* Given problem
Return the listing below in full, with every line exactly as it is.

* Data listing

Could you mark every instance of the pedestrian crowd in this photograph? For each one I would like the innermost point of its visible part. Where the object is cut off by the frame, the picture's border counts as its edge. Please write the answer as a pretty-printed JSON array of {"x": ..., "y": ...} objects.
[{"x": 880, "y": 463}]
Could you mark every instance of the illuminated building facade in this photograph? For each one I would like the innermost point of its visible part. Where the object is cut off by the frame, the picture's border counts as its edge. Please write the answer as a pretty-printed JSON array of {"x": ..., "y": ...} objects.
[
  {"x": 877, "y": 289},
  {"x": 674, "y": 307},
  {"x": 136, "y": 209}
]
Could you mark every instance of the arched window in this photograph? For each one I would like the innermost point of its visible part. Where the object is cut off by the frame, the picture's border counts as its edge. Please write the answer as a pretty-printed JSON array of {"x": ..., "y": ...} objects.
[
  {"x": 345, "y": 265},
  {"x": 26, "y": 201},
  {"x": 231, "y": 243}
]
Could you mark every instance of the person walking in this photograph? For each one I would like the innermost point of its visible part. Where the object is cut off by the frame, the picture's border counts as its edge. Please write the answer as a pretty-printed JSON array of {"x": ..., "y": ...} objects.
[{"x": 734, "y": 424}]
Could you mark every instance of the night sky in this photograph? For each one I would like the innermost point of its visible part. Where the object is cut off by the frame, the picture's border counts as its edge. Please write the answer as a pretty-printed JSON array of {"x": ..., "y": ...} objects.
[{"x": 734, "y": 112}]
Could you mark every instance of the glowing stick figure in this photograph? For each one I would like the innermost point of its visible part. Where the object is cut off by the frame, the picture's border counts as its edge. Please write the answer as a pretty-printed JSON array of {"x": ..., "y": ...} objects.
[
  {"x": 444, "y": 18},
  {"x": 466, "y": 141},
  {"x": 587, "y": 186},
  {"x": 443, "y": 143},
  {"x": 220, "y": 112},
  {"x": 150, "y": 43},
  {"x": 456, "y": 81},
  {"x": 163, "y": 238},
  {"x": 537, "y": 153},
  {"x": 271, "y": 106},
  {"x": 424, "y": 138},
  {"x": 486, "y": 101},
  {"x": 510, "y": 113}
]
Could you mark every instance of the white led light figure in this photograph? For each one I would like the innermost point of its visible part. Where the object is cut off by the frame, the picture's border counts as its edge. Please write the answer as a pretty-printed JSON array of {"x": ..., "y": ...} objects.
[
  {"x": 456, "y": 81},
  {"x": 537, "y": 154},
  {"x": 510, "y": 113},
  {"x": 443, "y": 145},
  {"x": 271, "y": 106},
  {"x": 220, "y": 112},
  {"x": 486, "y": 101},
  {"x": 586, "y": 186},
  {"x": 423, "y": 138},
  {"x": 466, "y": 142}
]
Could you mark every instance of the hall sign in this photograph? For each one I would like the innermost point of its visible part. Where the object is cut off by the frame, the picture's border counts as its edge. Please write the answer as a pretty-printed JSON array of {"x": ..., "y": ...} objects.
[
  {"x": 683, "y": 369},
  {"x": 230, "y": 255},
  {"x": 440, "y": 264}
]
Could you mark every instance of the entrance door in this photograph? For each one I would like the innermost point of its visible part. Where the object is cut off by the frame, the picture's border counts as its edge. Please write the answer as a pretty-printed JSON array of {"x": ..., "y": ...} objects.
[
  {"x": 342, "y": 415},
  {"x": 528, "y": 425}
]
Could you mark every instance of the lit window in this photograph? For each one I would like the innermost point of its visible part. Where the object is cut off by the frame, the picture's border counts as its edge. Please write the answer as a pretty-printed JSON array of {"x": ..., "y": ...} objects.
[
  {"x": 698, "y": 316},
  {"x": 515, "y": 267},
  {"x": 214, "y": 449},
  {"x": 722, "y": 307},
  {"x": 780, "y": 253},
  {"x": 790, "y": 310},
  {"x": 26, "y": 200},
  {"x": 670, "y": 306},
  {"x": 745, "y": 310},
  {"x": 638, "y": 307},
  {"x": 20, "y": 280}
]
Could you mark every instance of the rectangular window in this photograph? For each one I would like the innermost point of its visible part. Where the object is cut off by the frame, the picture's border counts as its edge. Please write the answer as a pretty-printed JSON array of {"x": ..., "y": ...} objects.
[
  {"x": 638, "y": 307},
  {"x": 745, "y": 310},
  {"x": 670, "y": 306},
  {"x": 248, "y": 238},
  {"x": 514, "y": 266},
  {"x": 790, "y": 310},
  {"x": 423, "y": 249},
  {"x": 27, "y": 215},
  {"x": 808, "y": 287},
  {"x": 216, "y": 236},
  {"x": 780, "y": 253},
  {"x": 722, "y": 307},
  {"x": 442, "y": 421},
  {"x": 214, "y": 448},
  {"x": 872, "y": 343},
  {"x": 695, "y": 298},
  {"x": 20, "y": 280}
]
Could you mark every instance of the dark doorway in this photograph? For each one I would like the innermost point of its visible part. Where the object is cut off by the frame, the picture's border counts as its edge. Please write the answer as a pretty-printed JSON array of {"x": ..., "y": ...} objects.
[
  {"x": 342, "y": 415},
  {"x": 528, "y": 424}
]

* Output of the task
Could you mark every instance of the pedestrian crowd in this photograph? For each one I would like the innermost point of its visible part. Where the object is cut off by the frame, the picture's border counts as its edge. Please write the answer as a pretty-printed JSON array of {"x": ..., "y": ...} objects.
[{"x": 880, "y": 463}]
Could you mark every instance of the illuminated building facade in this photograph? For each one I would like the innermost point of its visible part. Where the object is cut off by the frame, the picture's border counts as its edge. Please write the answer as a pretty-printed JSON array of {"x": ..., "y": ...} objects.
[
  {"x": 877, "y": 289},
  {"x": 674, "y": 307},
  {"x": 136, "y": 209}
]
Could you mark every instance of the arched window in this photograph? For each one I would like the innermost point of its visible part. Where the object is cut off by the frame, the picture's border counts as its edge. Please write the answer as a pretty-printed JSON array of {"x": ..., "y": ...} objects.
[
  {"x": 345, "y": 265},
  {"x": 26, "y": 201},
  {"x": 231, "y": 243}
]
Could you mark every instance of the person walking in this photograph? For each one I would like the innermost point of its visible part. Where the object is cut off by the frame, the picture's border counts as its edge. Please write the answer as a pretty-printed JSON array of {"x": ..., "y": ...} objects.
[{"x": 734, "y": 424}]
Could you mark every instance of the night sky in this photograph? For each one I would like the innermost point of its visible part. Where the object is cut off by the frame, the picture's border counts as its edge. Please write the answer as a pretty-printed JSON array of {"x": ..., "y": ...} objects.
[{"x": 734, "y": 112}]
Could you mark every instance of the glowing stick figure in this photograph? For each one I would like the innermost point of its visible part. Where the object is cut off by the frame, the picture's border counts as its edge. Please write the answer as a pretty-printed JSON array of {"x": ..., "y": ...} objects.
[
  {"x": 444, "y": 18},
  {"x": 466, "y": 141},
  {"x": 587, "y": 186},
  {"x": 443, "y": 143},
  {"x": 220, "y": 112},
  {"x": 150, "y": 43},
  {"x": 456, "y": 81},
  {"x": 163, "y": 238},
  {"x": 537, "y": 153},
  {"x": 271, "y": 106},
  {"x": 424, "y": 138},
  {"x": 486, "y": 101},
  {"x": 510, "y": 113}
]
Could you mark every instance of the white led light figure in this photograph? For each one I would like the innermost point of its visible part. Where the object is cut off by the frame, the picture's border counts as its edge. Please write the answer as a pretty-printed JSON array of {"x": ..., "y": ...} objects.
[
  {"x": 456, "y": 81},
  {"x": 537, "y": 154},
  {"x": 510, "y": 113},
  {"x": 443, "y": 145},
  {"x": 271, "y": 106},
  {"x": 220, "y": 112},
  {"x": 486, "y": 101},
  {"x": 586, "y": 186},
  {"x": 423, "y": 138},
  {"x": 466, "y": 142}
]
Could you mark every instance of the hall sign in this photograph? For each one I would like the innermost point of its visible part. Where the object is cut off by the frame, the picture's border counts as its edge. Please write the answer as a pretty-printed JSON array of {"x": ..., "y": ...} objects.
[
  {"x": 683, "y": 369},
  {"x": 230, "y": 255},
  {"x": 440, "y": 264}
]
Could you mark every instance of the entrance door in this photograph? For each one I would like the innermost point of its visible part. Where the object is cut off by the frame, the picture's border counts as its edge. Please write the answer as a pretty-printed JSON array of {"x": ..., "y": ...} objects.
[
  {"x": 342, "y": 415},
  {"x": 528, "y": 425}
]
Could you mark every instance of the lit window in this photograph? For each one I would like the innermost point of its visible part. Where the object is cut off by the frame, the picture's border counts as its edge. Please write the answer as a pretty-printed JSON array of {"x": ..., "y": ...} objects.
[
  {"x": 698, "y": 316},
  {"x": 515, "y": 267},
  {"x": 214, "y": 449},
  {"x": 722, "y": 307},
  {"x": 780, "y": 253},
  {"x": 790, "y": 310},
  {"x": 26, "y": 200},
  {"x": 670, "y": 306},
  {"x": 745, "y": 310},
  {"x": 638, "y": 307},
  {"x": 20, "y": 280}
]
Could you mark every instance of the rectangular window in this photograph? For each one I would like the innermost point of its visible part. Where the object is cut off by the frame, the picture's border counts as its edge. Please write the answer as a pretty-printed JSON array of {"x": ..., "y": ...} objects.
[
  {"x": 638, "y": 307},
  {"x": 745, "y": 310},
  {"x": 670, "y": 306},
  {"x": 248, "y": 238},
  {"x": 514, "y": 266},
  {"x": 790, "y": 310},
  {"x": 423, "y": 249},
  {"x": 27, "y": 215},
  {"x": 808, "y": 287},
  {"x": 216, "y": 236},
  {"x": 780, "y": 253},
  {"x": 722, "y": 307},
  {"x": 442, "y": 421},
  {"x": 214, "y": 448},
  {"x": 872, "y": 343},
  {"x": 695, "y": 298},
  {"x": 20, "y": 280}
]
Could you mark every instance of the dark doorway in this photograph? For each one I would like the innermost point of its visible part. Where the object is cut off by the frame, the picture's border counts as its edge. Please write the answer as a pretty-printed JSON array of {"x": ..., "y": ...} objects.
[
  {"x": 342, "y": 415},
  {"x": 528, "y": 424}
]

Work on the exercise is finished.